Rewrite the data below as a numbered list, one item per line, and drop any blank lines.

—————

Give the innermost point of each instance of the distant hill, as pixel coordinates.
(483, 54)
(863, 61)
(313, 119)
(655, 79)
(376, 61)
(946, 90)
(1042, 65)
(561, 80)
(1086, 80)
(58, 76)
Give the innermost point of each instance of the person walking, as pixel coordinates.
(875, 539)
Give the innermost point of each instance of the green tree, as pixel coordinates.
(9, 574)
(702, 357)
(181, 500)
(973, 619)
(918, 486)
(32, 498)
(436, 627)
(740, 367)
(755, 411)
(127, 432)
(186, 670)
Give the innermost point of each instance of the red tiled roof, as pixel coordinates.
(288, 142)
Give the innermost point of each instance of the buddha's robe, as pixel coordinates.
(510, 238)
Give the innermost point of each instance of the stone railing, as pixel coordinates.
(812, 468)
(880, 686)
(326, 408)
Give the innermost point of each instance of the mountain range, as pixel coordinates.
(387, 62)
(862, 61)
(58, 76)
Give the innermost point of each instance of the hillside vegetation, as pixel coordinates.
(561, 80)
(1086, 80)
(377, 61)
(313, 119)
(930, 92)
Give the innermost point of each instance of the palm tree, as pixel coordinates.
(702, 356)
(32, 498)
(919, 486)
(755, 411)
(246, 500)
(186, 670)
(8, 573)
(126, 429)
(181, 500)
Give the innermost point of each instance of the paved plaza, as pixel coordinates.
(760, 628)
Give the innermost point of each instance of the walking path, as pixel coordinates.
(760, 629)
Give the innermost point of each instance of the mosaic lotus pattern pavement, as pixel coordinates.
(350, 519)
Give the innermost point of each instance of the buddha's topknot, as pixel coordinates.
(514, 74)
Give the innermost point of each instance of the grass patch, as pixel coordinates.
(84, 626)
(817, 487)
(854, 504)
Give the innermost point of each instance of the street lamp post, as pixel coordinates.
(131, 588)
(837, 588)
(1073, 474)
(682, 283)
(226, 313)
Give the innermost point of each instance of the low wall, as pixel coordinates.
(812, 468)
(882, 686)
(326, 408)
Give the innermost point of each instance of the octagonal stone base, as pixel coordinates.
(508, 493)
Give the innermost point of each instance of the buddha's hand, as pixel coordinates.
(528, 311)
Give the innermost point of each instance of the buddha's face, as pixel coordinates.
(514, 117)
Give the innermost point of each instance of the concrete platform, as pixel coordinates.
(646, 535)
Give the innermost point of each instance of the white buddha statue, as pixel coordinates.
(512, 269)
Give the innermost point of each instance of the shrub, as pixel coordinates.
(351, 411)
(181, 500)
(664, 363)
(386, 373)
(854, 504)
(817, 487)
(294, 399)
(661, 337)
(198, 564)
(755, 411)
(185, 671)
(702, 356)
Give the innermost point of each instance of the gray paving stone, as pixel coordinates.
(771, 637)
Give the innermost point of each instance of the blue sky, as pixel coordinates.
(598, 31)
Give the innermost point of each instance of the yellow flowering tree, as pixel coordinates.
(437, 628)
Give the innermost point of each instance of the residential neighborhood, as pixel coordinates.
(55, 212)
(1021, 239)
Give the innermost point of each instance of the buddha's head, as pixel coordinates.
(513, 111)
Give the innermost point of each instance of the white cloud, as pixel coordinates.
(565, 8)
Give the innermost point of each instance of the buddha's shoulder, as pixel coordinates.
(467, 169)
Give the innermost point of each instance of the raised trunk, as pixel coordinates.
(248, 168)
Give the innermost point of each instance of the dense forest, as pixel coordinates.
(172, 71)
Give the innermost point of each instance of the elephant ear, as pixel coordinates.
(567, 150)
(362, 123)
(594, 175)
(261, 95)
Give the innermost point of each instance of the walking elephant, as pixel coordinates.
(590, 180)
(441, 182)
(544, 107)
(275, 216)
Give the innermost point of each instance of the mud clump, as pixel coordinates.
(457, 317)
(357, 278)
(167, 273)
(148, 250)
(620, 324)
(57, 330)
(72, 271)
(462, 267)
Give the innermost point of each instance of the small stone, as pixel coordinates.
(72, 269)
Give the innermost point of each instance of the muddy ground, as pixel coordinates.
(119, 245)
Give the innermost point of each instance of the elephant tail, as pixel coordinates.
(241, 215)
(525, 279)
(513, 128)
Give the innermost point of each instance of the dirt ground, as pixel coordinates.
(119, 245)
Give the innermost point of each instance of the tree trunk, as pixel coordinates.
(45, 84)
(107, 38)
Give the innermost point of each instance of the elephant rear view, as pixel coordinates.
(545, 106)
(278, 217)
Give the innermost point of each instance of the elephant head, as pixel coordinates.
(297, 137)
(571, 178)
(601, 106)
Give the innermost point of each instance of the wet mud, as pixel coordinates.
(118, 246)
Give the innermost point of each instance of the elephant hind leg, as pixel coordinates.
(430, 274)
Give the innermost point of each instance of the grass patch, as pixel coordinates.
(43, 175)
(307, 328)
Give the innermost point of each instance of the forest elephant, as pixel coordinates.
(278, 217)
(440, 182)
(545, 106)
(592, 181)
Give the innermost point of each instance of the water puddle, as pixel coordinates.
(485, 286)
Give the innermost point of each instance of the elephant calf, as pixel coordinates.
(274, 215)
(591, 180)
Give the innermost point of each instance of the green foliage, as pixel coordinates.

—————

= ANSWER FOR THE TASK =
1. Give the innermost point of each instance of the distant hill, as pixel coordinates.
2. (483, 54)
3. (863, 61)
4. (313, 119)
5. (655, 79)
6. (376, 61)
7. (946, 90)
8. (1042, 65)
9. (561, 80)
10. (1086, 80)
11. (58, 76)
12. Give the innermost point of each instance of the person walking, as pixel coordinates.
13. (875, 539)
14. Give the innermost point of each instance of the green tree, as pixel coordinates.
15. (9, 574)
16. (702, 357)
17. (181, 500)
18. (973, 619)
19. (918, 486)
20. (32, 498)
21. (436, 627)
22. (740, 367)
23. (755, 411)
24. (127, 432)
25. (186, 670)
26. Give the innermost point of each instance of the red tiled roof, as pixel coordinates.
27. (288, 142)
28. Give the innermost point of each instance of the buddha's robe, as pixel coordinates.
29. (510, 238)
30. Give the innermost point of each instance of the stone railing, as pixel coordinates.
31. (812, 468)
32. (880, 686)
33. (326, 408)
34. Give the innermost point of each instance of the mountain range, as pixel coordinates.
35. (387, 62)
36. (862, 61)
37. (58, 76)
38. Give the innermost point of each instance of the hillside vegetation, as pixel coordinates.
39. (561, 80)
40. (1086, 80)
41. (377, 61)
42. (313, 119)
43. (930, 92)
44. Give the innermost point of each instance of the palm tree, as pixel coordinates.
45. (702, 356)
46. (32, 498)
47. (919, 486)
48. (755, 411)
49. (246, 500)
50. (186, 670)
51. (8, 573)
52. (126, 429)
53. (181, 500)
54. Give the innermost point of each instance of the paved plaza, as pixel coordinates.
55. (760, 628)
56. Give the innermost point of each instance of the walking path, as pixel coordinates.
57. (760, 629)
58. Give the innermost point of each instance of the mosaic lotus pattern pavement, as pixel coordinates.
59. (350, 519)
60. Give the innermost point of each instance of the buddha's topknot, as pixel coordinates.
61. (514, 74)
62. Give the innermost point of each instance of the grass patch, as pixel coordinates.
63. (84, 626)
64. (817, 487)
65. (854, 504)
66. Give the innermost point of each instance of the street lamp post, as pixel coordinates.
67. (131, 588)
68. (837, 588)
69. (1073, 474)
70. (682, 283)
71. (226, 313)
72. Give the innermost point of each instance of the low wall, as pixel coordinates.
73. (812, 468)
74. (882, 686)
75. (326, 408)
76. Give the innermost point of each instance of the octagonal stone base, as pixel coordinates.
77. (508, 493)
78. Give the innermost point of each instance of the buddha's hand, as pixel coordinates.
79. (528, 311)
80. Give the innermost point of each instance of the buddha's face, as pixel coordinates.
81. (514, 117)
82. Give the innermost point of each instance of the concrete platform, as pixel coordinates.
83. (646, 535)
84. Give the innermost point of each instance of the white buddha statue, as pixel coordinates.
85. (512, 269)
86. Give the innermost point of each instance of the shrub, as pixel coordinates.
87. (351, 411)
88. (181, 500)
89. (664, 363)
90. (386, 373)
91. (854, 504)
92. (817, 487)
93. (294, 399)
94. (661, 337)
95. (198, 564)
96. (755, 411)
97. (185, 671)
98. (702, 356)
99. Give the innermost point of each instance of the gray paving stone, as pixel coordinates.
100. (771, 637)
101. Give the innermost point of each instance of the blue sky, as pixel coordinates.
102. (598, 31)
103. Give the innermost point of each instance of the yellow flowering tree, as pixel coordinates.
104. (437, 628)
105. Give the innermost point of each instance of the residential neighborhood, as pixel coordinates.
106. (55, 212)
107. (1021, 239)
108. Give the innermost point of each instance of the buddha's head, as pixel coordinates.
109. (513, 111)
110. Give the innermost point of each instance of the white cloud, as pixel coordinates.
111. (565, 8)
112. Give the innermost point of each instance of the buddha's shoulder, as pixel coordinates.
113. (467, 169)
114. Give the innermost point of each instance of the raised trunk, as pixel coordinates.
115. (248, 168)
116. Give the innermost point of each instance of the dense forest, as pixel coordinates.
117. (172, 71)
118. Give the innermost point of each instance of the elephant ear, as pixel coordinates.
119. (567, 150)
120. (362, 123)
121. (594, 175)
122. (261, 95)
123. Give the innermost point of each instance of the walking elephant, as pixel coordinates.
124. (590, 180)
125. (441, 182)
126. (544, 107)
127. (275, 216)
128. Give the innermost point of each instance of the mud clump, as pixel coordinates.
129. (457, 317)
130. (357, 278)
131. (167, 273)
132. (148, 250)
133. (620, 324)
134. (57, 330)
135. (72, 271)
136. (462, 267)
137. Give the innermost point of each instance of the small stone, as pixel coordinates.
138. (72, 269)
139. Give the innermost point of each instance of the muddy ground, as pixel coordinates.
140. (119, 245)
141. Give the innermost point of each instance of the elephant tail, as pixel coordinates.
142. (241, 215)
143. (525, 279)
144. (513, 128)
145. Give the innermost point of each instance of the dirt ground, as pixel coordinates.
146. (119, 245)
147. Give the innermost point of each instance of the tree trunk, as pixel coordinates.
148. (45, 84)
149. (107, 38)
150. Give the innermost point of each instance of the elephant rear view, as pixel coordinates.
151. (545, 106)
152. (278, 217)
153. Give the innermost point of each instance of the elephant head, as pixel coordinates.
154. (297, 137)
155. (571, 178)
156. (601, 106)
157. Give the innermost point of each instance of the wet mud, as pixel coordinates.
158. (118, 246)
159. Give the innermost point of each instance of the elephant hind leg, as pixel coordinates.
160. (430, 274)
161. Give the innermost point of each instance of the grass patch, as pixel coordinates.
162. (43, 175)
163. (307, 328)
164. Give the innermost point of each instance of the forest elephant, as pixel coordinates.
165. (278, 217)
166. (440, 182)
167. (545, 106)
168. (592, 181)
169. Give the innermost point of each instance of the water puddle, as pixel coordinates.
170. (485, 286)
171. Give the innermost point of each instance of the elephant calf, as pixel coordinates.
172. (274, 215)
173. (591, 180)
174. Give the innermost point of each instance of the green foliage, as pixel coordinates.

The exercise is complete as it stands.